▶ **Challenge 1**
Update the records from the line containing "Pick-planner input: for every instance of the truck sponsor" through the line containing "point(577, 231)", replacing "sponsor decal" with "logo sticker" and leaving everything else unchanged. Return only those lines.

▶ **Selected extract**
━━━━━━━━━━━━━━━━
What you need to know:

  • A high-level delegation of industrial and strategic investors from outside the country with the intent to participate in our industrialisation plan attended. These were prospective investors in some of the flagship projects as identified in our Five Year Development Plan (FYDP-II) were in the exploration mission.

Last week I had an opportunity to attend in an investors’ event that was well organised and coordinated by a local firm.

A high-level delegation of industrial and strategic investors from outside the country with the intent to participate in our industrialisation plan attended. These were prospective investors in some of the flagship projects as identified in our Five Year Development Plan (FYDP-II) were in the exploration mission.

I then participated in the C-Suite business development panel discussion whose objective was, among others, to engage with leading government and business decision-makers in Tanzania so as to enable this group of investors get first hand, relevant and reliable information and also help them gain the exposure to business development opportunities and evolving investment climate in Tanzania’s markets. I thought this was an encouraging move by this firm.

During a panel discussion, the panelist requested my response to a question that intended to gain an insight as to what do I think are the key cornerstone that will jumpstart (in a big way) and sustain the industrialisation plan as detailed in the FYDP-II.

In my quick response, I indicated that — we need some elements of industrial technologies (some of which might be imported, probably via foreign strategic/industrial investors), we need enough energy to power industries, we need relevant-efficient local skills/competences.

I said I think we have political willingness and good leadership, I also said we need good monetary and fiscal policies accompanied by relevant financial institutions, I finally said we need a more focused industrialisation strategy that have taken into consideration the desires of both the state and private sector.

In elaborating my point particularly on the sources of finances to finance our industrialisation, I said we need monetary and fiscal policies that tries to balances trade offs between the need of private sector and the state as well. I said I thought we need more diverse financial structures and infrastructure that will include sector-based financial institutions as well as investment and more development banks.
━━━━━━━━━━━━━━━━
▶ **Material provided**
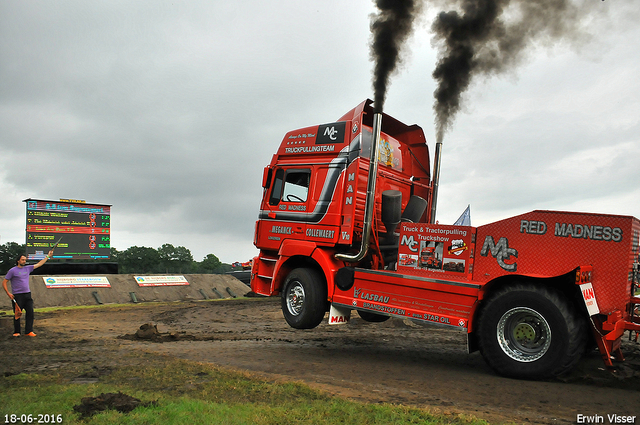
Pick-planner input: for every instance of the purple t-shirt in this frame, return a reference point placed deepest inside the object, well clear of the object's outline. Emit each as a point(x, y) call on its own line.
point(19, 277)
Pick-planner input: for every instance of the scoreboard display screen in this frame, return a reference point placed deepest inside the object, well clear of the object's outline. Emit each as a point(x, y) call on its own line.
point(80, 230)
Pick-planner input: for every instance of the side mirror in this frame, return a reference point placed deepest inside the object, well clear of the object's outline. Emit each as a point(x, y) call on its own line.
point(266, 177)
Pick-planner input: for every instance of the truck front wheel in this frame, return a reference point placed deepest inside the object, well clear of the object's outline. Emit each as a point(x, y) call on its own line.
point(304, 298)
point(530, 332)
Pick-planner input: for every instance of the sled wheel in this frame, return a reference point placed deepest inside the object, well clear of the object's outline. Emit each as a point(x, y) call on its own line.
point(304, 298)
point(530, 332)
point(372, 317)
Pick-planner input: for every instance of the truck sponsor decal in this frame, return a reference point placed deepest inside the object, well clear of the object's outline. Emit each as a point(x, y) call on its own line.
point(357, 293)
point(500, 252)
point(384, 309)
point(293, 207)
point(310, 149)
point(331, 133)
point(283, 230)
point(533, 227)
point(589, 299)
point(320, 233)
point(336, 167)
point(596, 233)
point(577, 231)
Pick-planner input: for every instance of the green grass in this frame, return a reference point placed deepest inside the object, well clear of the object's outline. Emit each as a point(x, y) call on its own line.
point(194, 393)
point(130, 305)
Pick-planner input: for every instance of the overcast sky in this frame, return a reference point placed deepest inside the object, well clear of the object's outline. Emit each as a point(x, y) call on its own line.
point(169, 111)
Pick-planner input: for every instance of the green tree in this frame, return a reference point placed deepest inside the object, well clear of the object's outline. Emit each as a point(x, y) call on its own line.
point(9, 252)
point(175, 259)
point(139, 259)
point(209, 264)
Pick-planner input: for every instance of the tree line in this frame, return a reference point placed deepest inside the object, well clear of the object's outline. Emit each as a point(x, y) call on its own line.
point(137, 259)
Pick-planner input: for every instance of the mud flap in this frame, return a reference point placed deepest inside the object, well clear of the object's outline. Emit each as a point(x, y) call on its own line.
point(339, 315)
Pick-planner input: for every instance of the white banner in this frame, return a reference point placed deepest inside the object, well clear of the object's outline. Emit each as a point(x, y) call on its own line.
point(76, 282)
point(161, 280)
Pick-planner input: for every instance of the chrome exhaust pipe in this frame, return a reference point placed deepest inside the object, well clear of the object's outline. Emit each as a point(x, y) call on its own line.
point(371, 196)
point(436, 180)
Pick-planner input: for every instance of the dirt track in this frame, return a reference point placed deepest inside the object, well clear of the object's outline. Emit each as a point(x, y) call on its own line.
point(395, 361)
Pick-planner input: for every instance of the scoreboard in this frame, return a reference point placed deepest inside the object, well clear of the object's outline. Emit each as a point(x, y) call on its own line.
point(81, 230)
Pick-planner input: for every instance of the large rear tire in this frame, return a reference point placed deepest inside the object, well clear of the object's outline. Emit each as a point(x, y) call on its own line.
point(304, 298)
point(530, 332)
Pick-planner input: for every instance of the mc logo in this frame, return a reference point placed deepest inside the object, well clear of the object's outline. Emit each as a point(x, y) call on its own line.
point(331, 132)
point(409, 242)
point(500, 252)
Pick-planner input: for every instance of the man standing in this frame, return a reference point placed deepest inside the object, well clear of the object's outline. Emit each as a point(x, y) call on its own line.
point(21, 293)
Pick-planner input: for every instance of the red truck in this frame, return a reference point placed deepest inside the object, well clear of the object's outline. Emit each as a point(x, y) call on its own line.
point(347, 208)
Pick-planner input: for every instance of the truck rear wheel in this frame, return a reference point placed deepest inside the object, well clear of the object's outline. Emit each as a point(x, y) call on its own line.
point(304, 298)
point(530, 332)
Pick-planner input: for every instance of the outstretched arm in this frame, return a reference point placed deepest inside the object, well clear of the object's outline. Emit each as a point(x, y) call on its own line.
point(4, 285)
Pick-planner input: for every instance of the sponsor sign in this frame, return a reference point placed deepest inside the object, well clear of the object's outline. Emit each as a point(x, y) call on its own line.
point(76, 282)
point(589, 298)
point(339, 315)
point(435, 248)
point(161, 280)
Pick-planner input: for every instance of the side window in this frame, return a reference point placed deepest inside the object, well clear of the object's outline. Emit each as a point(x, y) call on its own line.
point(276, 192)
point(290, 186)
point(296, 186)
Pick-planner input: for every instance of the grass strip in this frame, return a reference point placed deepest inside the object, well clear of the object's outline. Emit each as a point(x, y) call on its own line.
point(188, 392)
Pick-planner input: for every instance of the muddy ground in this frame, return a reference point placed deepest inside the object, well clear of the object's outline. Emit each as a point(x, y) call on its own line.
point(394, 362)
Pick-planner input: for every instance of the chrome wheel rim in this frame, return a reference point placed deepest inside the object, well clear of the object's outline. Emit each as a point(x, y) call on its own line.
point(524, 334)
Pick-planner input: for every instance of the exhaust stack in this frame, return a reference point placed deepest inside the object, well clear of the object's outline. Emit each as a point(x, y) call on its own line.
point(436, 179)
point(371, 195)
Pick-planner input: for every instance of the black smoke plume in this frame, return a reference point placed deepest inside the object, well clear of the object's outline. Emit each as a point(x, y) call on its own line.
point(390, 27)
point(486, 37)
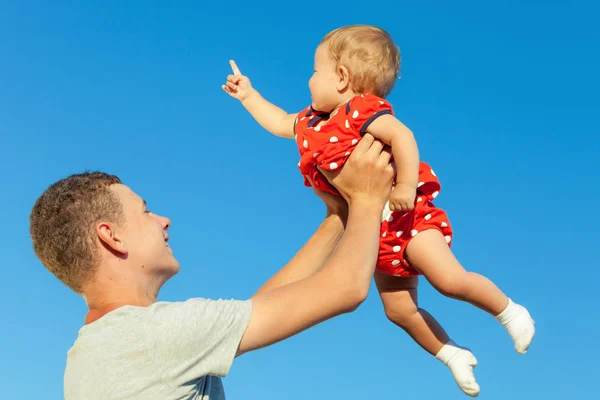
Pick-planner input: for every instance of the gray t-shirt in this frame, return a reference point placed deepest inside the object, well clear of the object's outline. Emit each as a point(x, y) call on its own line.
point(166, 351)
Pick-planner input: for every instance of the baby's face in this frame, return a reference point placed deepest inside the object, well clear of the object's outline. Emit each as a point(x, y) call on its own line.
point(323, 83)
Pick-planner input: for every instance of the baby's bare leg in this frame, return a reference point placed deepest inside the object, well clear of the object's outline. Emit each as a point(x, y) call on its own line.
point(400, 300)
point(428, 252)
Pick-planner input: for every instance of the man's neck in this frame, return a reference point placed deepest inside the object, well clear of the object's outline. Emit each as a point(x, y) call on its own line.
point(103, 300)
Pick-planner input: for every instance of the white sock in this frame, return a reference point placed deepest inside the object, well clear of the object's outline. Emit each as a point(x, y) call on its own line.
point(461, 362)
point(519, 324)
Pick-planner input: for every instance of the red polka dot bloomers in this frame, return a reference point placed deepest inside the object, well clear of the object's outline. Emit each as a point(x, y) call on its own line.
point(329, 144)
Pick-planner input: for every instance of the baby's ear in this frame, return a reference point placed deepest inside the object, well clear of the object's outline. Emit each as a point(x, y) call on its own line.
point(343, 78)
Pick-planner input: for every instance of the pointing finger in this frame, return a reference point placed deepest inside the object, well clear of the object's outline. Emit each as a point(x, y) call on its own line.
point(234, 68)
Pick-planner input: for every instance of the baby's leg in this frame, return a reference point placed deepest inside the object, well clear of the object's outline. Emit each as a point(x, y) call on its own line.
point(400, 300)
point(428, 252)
━━━━━━━━━━━━━━━━
▶ **Challenge 2**
In the account of the investors' event, which plan identified the flagship projects that interested the prospective investors?

▶ **Finished answer 1**
Pick-planner input: for every instance of the truck logo sticker in this frame, return a reference point placed deepest inside the object, well clear of the object's outline. Emit each as a point(x, y) call on its own line.
point(357, 293)
point(500, 252)
point(384, 309)
point(293, 207)
point(310, 149)
point(331, 133)
point(283, 230)
point(533, 227)
point(589, 299)
point(320, 233)
point(336, 167)
point(596, 233)
point(577, 231)

▶ **Finished answer 2**
The Five Year Development Plan (FYDP-II).